_COMPLETE THE FOLLOWING_
(A) List every year written as a four-digit number in the Ferrari passage, in order of first appearance.
(B) Rewrite the Ferrari passage from "This 4390cc engine" to "at 7700 rpm.", putting "gem" in place of "sweetheart".
(C) Carry on the Ferrari passage from its final sentence.

━━ GIVEN PASSAGE

The man who designed those memorable, well-balanced lines was Pininfarina’s chief stylist, the very talented Leonardo Fioravanti.

The finished Miura debuted at Geneva in March 1966, and even the hoopla the uproar that followed could not persuade “The Old Man” to change his mind. “I insisted and insisted, and insisted,” the coachbuilder goes on, recalling his frustration. “All the salesmen were with me. We had dramatic meetings in Maranello in which the salesmen and myself were pushing for a mid-engine.”

Pininfarina’s non-stop barrage finally yielded some results: Ferrari green-lighted the experimental 6-cylinder Dino for production, the idea being six less cylinders had much less power and weight than a “12,” and would thus be safer. A one-off prototype broke cover at 1965’s Paris Auto Show, and a second, more refined prototype debuted the following year at Turin. The pre-production version appeared a year later, and the 206 Dino went on sale in 1968.

The Hurtle Is Cleared

The clamshell body was a real rarity at the time, and provided easy access to the car’s mechanicals.

Road tests saw the Dino hit 60 in 6.7-7.5 seconds and record a top speed of 140-143 mph, a figure Europe’s GT front-runners could blow through with ease. That, though, didn’t stop the press from raving about its road manners. “The Dino 206 GT is a wonderful car…an engineering masterpiece…,” America’s Sports Car Graphic concluded. “(T)he 206GT Dino stands out as one of the most advanced grand touring cars of our time,” England’s CAR seconded.

Couple such observations with the 206 and 246 Dino’s marketplace success, and the walls to Enzo’s mid-engine 12-cylinder resistance came crumbling down. Yet, there was a twist when he ultimately relented. “One day he told me, ‘Instead of the V12 I am trying to make a flat-12,” Pininfarina recounts. “This I consider the future of our cars.’”

This 4390cc engine is a sweetheart of a powerplant, and was originally quoted at 380 horsepower. But when it entered production the real figure was 360 horsepower at 7700 rpm.

Ferrari’s use a “boxer” rather than a vee configuration made sense, given the direction of its competition efforts. During Ferrari’s 1964 world championship-winning campaign in Formula 1, it used a 1489 cc flat-12 in the season’s last two contests. The configuration was also seen in 1969 in Ferrari’s Hillclimb special, the 212 E Montagna. That lightweight machine won every race it entered, and handily garnered the series’ championship. Two years later a flat-12 was the heart of the 312 PB, a car that handily won the endurance racing championship in 1972.

Sergio Pininfarina was thrilled with Enzo’s decision: “I very much liked the boxer engine because of its space architecture. For years and years—and especially with Ferrari—I had to fight with a high engine and a large radiator because the engine’s height automatically (dictated) the height of the radiator…But with the boxer engine being lower, it made everything easier.”

Whereas the Boxer’s predecessor, the 365 GTB/4 “Daytona’s” V12 had six dual throat Weber carburetors, the 365 Boxer used four triple-throat Webers.

━━━━
━━ DATA PROVIDED

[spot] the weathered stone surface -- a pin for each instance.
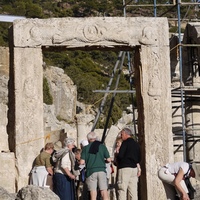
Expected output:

━━━━

_ANSWER SET_
(A) 1966, 1965, 1968, 1964, 1969, 1972

(B)
This 4390cc engine is a gem of a powerplant, and was originally quoted at 380 horsepower. But when it entered production the real figure was 360 horsepower at 7700 rpm.

(C)
The flat-12 was the brainchild of Ferrari chief engineer Mauro Forghieri. He concentrated on the company’s competition efforts, so the two men who oversaw the Berlinetta Boxer’s mechanical design and development were seasoned engineers Angelo Bellei and Giuliano de Angelis.

“When we made the decision to make the Boxer, we had no qualms,” Bellei states in Mel Nichols excellent book, “Ferrari Berlinetta Boxer.” “Our experience with the Dino 246 GT and the Formula 1 boxer engine combined to give us complete confidence in the path we wished to follow….We knew our belief…would present us with certain problems in the development of a new car…but felt we could overcome them with proper care and attention.”

One can tell a 365 Boxer from the later BB512 and 512BBi by its triple taillights and tailpipes, for they are unique to the car.

When the first road going 4.4-liter flat-12 was tested, “everything went according to plan,” de Angelis told Nichols. “We ran the first tests and found that we had nothing major to correct or update.”

The chassis was a semi-monocoque design around the cabin, with tubular subframes front and rear. Based on Ferrari’s experience with the 250 LM and street-going 206/246, Bellei echoed Enzo’s original concerns when he told Nichols “What we did have some doubts about was the considerable weight at the rear. (We) knew we would have to work very hard to make sure we kept it under control.”

What BB Really Means…

Sergio Pininfarina and his troops were also quite busy in Turin. The design’s starting point was Pininfarina’s P6, a non-running prototype that was first shown in 1968 at Turin. The Boxer refined the shape, and “was born red with all the lower parts in black or dark gray,” Pininfarina comments. “The idea was to ’cut’ the car in two to make it look slender.”

The hidden door handle and flush key hole were typical of Pininfarina’s great eye for detail, and design refinement.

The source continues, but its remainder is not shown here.